> [Exercise description] Select and copy every row below that contains the string "brick". Case counts.

> [Records shown]
###

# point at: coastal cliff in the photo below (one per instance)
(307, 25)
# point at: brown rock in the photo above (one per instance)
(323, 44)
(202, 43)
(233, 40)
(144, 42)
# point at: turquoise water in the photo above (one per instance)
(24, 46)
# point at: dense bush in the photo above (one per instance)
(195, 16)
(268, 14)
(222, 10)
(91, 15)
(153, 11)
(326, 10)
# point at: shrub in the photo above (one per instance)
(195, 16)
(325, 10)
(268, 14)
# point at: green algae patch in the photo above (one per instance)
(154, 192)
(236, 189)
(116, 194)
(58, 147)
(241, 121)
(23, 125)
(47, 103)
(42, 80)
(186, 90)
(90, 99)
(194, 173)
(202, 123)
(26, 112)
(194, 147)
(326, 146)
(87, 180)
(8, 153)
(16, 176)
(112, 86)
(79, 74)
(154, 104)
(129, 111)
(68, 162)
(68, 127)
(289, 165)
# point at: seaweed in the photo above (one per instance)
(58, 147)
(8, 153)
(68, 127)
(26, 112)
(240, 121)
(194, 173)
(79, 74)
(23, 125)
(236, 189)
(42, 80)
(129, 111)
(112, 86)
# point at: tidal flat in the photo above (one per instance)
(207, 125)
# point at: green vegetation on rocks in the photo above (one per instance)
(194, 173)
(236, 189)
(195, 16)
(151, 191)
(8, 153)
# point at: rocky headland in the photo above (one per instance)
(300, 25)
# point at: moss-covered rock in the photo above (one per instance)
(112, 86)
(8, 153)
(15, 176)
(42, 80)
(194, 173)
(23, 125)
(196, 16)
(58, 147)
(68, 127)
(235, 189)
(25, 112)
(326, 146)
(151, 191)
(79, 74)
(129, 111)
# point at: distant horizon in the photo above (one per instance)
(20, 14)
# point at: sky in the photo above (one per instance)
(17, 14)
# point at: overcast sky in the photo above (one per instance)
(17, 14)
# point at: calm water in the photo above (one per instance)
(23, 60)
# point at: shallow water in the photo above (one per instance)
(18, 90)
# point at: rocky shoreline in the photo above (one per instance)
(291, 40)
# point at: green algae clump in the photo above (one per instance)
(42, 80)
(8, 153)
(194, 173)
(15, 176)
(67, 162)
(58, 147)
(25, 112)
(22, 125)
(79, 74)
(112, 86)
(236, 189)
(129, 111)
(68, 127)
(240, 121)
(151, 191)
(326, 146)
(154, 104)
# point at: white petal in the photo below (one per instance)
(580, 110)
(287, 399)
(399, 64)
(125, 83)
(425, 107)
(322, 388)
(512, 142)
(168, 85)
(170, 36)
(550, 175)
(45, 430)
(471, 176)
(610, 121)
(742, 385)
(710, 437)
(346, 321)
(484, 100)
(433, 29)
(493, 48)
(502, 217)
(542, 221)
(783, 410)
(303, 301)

###

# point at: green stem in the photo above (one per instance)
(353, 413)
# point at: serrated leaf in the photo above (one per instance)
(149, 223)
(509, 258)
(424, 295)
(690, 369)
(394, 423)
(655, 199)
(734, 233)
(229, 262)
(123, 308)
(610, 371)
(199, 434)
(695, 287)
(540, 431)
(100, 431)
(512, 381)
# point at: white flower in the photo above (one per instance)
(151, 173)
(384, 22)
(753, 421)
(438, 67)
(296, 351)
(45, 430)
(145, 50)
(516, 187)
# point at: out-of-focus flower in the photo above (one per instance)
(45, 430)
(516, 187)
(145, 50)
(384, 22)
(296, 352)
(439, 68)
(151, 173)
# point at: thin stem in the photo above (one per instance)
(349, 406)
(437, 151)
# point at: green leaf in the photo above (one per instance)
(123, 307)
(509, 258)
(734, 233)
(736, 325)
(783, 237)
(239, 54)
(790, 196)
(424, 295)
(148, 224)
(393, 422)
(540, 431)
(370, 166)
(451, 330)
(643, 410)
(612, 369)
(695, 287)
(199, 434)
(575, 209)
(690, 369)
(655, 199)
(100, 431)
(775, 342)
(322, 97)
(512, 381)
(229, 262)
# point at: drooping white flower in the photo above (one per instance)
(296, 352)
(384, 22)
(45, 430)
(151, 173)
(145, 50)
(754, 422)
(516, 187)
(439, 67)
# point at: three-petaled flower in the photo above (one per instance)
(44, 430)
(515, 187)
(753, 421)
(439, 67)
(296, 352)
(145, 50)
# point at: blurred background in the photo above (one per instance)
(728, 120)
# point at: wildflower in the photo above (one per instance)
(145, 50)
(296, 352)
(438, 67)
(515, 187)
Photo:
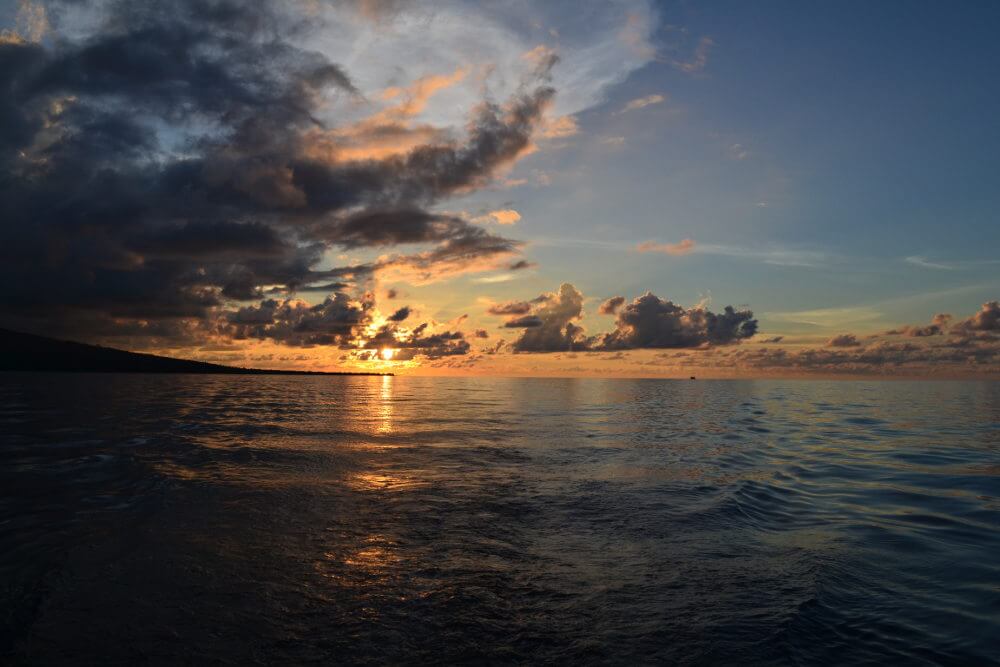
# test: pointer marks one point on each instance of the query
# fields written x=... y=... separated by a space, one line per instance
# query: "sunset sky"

###

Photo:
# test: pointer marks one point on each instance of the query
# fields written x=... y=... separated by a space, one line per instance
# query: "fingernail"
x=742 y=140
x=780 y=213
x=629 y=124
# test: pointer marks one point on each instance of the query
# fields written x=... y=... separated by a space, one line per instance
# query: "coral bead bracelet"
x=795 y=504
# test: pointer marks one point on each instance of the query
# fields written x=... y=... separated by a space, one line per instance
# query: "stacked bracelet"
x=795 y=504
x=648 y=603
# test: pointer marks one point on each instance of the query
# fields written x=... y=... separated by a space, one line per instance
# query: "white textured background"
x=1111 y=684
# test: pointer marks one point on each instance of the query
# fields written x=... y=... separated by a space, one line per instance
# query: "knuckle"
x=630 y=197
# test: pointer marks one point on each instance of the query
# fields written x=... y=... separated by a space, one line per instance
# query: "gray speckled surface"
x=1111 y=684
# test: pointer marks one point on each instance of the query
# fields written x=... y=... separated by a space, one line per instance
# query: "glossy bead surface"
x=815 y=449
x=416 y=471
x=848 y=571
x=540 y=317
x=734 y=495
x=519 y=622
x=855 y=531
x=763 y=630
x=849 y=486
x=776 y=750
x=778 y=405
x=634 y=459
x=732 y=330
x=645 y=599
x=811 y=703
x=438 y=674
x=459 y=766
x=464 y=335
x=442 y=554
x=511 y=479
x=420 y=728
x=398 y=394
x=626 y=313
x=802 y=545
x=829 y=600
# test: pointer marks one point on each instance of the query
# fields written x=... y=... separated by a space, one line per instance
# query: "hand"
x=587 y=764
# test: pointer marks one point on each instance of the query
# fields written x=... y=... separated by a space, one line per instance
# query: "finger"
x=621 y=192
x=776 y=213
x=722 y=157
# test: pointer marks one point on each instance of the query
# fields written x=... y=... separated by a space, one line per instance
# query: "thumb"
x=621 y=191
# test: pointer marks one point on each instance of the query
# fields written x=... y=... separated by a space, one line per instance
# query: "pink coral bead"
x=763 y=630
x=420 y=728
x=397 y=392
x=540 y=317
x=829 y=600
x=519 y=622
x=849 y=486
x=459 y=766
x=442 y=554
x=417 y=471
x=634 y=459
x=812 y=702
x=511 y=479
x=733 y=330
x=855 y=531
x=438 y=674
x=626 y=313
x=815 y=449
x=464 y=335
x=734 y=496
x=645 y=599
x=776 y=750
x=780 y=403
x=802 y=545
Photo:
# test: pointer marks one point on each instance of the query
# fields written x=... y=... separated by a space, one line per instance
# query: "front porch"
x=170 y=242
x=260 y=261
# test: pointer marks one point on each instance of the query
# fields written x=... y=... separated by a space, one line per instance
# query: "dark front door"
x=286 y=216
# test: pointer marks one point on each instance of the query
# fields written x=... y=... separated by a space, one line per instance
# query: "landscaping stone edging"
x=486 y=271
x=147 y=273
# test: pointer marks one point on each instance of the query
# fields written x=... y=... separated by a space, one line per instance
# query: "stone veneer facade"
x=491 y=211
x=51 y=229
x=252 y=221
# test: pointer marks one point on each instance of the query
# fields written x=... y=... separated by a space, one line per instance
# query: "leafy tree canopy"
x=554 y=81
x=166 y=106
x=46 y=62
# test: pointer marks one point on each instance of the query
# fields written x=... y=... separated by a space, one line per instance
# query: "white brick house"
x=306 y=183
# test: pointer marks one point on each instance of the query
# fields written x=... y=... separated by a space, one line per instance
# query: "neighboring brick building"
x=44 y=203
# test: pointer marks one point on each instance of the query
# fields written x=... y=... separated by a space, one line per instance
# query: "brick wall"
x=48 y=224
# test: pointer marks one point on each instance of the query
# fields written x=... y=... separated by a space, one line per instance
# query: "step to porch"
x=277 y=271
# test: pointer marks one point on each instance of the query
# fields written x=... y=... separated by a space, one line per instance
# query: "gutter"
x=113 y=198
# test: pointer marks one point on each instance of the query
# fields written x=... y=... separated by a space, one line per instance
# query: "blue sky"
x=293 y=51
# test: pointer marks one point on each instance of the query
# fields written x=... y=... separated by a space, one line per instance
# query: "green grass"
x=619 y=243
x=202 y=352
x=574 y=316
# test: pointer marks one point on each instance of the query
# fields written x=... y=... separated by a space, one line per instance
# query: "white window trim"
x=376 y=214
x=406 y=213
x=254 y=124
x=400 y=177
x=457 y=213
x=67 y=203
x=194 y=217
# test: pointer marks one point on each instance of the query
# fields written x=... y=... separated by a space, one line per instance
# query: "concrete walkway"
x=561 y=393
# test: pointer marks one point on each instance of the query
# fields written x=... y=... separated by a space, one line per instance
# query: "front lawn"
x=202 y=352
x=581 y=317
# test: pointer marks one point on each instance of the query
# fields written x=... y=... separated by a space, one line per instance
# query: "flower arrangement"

###

> [Full output]
# query: "white brick house"
# query: "neighboring brick building"
# query: "brick wall"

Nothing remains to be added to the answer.